Directions for this task: Where a line holds the word "gondola", copy that line from the data below.

Stored dataset items
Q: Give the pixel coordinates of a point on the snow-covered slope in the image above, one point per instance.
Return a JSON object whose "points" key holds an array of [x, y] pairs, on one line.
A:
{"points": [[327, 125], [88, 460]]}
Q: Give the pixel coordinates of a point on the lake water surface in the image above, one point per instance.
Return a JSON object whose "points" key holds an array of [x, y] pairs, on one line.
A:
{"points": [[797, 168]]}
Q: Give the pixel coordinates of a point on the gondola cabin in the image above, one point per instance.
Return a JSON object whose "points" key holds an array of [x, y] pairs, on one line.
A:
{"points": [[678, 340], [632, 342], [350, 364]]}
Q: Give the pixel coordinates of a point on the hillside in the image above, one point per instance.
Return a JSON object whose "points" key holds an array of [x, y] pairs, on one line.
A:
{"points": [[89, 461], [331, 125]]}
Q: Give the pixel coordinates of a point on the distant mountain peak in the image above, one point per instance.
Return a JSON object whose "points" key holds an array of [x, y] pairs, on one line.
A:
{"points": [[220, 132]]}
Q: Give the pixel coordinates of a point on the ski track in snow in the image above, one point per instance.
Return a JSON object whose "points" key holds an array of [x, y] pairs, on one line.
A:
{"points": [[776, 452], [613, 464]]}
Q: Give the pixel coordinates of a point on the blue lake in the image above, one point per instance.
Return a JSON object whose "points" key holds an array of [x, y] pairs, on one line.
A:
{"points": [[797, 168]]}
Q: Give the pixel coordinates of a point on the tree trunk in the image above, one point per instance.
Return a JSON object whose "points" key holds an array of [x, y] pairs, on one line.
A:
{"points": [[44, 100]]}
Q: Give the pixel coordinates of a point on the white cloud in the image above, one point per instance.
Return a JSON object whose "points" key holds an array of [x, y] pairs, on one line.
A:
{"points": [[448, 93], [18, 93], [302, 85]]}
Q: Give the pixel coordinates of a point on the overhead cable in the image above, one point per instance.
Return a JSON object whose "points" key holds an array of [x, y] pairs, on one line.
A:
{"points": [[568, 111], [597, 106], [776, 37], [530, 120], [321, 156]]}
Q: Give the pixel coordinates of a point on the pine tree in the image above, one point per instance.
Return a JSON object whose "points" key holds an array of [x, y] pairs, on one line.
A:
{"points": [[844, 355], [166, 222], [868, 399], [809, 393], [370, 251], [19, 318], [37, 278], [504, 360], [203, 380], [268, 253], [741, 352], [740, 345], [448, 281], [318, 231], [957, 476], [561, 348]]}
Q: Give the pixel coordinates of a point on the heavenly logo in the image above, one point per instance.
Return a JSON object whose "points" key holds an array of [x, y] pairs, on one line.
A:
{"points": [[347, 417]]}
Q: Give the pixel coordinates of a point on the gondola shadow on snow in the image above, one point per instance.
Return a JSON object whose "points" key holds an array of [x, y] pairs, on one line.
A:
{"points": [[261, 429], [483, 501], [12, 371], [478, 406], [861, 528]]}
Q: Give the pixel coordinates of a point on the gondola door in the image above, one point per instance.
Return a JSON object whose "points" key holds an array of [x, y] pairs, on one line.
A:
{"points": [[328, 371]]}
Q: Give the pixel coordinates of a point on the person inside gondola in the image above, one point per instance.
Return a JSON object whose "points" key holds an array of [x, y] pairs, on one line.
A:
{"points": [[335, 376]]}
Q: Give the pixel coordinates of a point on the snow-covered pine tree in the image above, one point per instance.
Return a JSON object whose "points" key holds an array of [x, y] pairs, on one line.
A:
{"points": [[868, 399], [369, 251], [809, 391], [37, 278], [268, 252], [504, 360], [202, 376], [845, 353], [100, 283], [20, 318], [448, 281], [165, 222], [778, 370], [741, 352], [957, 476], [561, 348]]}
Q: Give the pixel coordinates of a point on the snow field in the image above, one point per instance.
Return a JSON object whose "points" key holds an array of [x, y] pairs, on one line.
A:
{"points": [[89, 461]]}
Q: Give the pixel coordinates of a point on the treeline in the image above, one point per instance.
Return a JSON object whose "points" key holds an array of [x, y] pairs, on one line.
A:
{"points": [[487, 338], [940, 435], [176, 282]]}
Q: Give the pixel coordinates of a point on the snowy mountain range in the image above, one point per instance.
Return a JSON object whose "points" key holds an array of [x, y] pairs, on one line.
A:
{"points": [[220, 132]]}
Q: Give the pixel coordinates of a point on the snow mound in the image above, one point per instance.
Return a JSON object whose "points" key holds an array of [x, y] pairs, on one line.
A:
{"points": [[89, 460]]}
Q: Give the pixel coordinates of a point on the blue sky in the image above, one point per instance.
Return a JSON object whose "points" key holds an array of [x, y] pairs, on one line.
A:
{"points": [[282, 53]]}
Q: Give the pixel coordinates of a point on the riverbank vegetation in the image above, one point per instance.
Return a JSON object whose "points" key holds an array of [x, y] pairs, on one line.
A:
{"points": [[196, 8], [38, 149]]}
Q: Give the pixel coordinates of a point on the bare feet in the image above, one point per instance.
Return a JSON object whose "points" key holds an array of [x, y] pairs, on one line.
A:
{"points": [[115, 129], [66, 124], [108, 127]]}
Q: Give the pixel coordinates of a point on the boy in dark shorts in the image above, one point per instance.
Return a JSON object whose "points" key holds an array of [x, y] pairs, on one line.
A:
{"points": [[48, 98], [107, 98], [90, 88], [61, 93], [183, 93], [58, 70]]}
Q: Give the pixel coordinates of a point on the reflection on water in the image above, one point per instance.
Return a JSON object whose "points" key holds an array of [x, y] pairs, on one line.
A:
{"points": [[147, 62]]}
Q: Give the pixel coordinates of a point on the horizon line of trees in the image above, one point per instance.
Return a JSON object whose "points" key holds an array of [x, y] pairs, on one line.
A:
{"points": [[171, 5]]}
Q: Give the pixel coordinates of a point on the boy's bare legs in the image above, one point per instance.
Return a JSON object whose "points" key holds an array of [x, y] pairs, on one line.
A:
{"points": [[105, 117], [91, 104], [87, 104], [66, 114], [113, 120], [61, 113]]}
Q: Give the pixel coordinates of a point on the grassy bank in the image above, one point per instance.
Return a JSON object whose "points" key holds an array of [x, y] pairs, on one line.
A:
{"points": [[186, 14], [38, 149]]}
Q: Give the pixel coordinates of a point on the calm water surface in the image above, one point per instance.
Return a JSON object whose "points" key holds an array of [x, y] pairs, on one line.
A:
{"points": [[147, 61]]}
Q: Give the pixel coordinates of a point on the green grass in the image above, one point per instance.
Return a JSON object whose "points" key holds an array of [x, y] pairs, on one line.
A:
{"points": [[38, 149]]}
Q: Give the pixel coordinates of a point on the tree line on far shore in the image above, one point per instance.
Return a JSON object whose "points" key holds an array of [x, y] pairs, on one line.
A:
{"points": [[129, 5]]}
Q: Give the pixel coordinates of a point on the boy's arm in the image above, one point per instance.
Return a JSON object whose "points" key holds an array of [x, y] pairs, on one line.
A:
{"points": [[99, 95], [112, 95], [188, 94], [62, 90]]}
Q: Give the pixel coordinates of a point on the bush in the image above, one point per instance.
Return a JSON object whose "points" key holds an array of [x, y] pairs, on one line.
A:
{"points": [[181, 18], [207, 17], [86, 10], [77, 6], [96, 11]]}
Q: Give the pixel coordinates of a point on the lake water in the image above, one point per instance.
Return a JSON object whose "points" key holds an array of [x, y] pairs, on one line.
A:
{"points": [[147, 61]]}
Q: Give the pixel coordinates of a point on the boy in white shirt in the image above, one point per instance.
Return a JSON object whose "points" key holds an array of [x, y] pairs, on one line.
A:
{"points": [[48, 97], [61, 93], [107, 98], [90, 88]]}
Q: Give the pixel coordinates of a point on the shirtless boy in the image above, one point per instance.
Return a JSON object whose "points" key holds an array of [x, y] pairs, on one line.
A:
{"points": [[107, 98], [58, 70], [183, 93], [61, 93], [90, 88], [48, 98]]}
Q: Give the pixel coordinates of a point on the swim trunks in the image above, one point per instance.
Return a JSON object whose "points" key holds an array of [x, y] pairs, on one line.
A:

Task solution:
Q: Give the pixel coordinates of a point on the gondola cabin in the image above, one point per instance.
Q: Give the pixel coordinates of a point on the gondola shadow on snow in the image above, one point per instance.
Q: Give the pixel coordinates of a point on the gondola door in the image above, one point per instance.
Q: Give the pixel coordinates of a point on the person inside gondola in the image above, one point per instance.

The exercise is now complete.